[Exercise objective] All lines from the one containing "Practice step: find the stone" through the last line of the listing should be given again exactly, with no pictures.

[Provided information]
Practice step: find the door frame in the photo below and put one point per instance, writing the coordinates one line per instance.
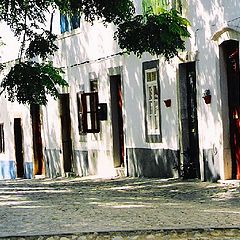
(190, 165)
(18, 145)
(39, 167)
(116, 96)
(66, 130)
(230, 165)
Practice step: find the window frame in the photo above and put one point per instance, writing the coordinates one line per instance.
(150, 136)
(69, 23)
(88, 111)
(2, 139)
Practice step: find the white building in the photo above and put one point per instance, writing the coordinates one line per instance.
(157, 118)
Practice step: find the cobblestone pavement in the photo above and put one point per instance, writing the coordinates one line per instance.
(120, 208)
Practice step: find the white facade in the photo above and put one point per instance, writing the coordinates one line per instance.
(90, 53)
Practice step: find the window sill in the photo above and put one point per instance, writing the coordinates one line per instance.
(69, 34)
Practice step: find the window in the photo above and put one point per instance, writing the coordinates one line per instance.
(88, 112)
(152, 101)
(67, 23)
(2, 143)
(156, 5)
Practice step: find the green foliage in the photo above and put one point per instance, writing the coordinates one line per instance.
(107, 11)
(162, 34)
(42, 45)
(158, 32)
(31, 82)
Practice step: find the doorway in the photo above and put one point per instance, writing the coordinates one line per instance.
(37, 140)
(189, 143)
(66, 132)
(230, 55)
(117, 120)
(18, 140)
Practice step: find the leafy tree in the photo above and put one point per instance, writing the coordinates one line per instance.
(158, 31)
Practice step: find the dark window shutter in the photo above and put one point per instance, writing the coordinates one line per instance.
(90, 120)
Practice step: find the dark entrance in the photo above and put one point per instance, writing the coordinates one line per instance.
(117, 120)
(37, 140)
(230, 50)
(66, 132)
(189, 123)
(18, 147)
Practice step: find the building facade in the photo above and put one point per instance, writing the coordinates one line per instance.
(123, 115)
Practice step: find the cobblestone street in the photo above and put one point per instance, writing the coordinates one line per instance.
(127, 208)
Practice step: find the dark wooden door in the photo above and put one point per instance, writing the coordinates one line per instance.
(231, 55)
(66, 132)
(37, 140)
(117, 120)
(189, 122)
(18, 140)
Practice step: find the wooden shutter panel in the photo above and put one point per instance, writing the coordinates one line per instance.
(90, 120)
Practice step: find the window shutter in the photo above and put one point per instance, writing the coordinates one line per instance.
(90, 119)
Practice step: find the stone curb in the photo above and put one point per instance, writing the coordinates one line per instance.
(160, 234)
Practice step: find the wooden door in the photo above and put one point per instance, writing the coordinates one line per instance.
(231, 56)
(18, 140)
(66, 132)
(188, 120)
(117, 120)
(37, 140)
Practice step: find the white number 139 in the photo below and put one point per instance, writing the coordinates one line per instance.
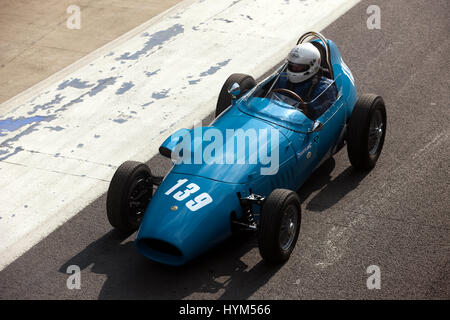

[Response area]
Practice step: find the stone curb in the photo above and put one point per instance, writing the coordinates one line per instance.
(160, 234)
Practice step: find the wooden door in the photo above and put one point per instance, writing the coordinates one line per instance.
(231, 56)
(18, 140)
(66, 132)
(188, 120)
(117, 120)
(37, 140)
Practice step: find the white number 139 in the photo below and put one point per instance, writing the coordinates one line per instance.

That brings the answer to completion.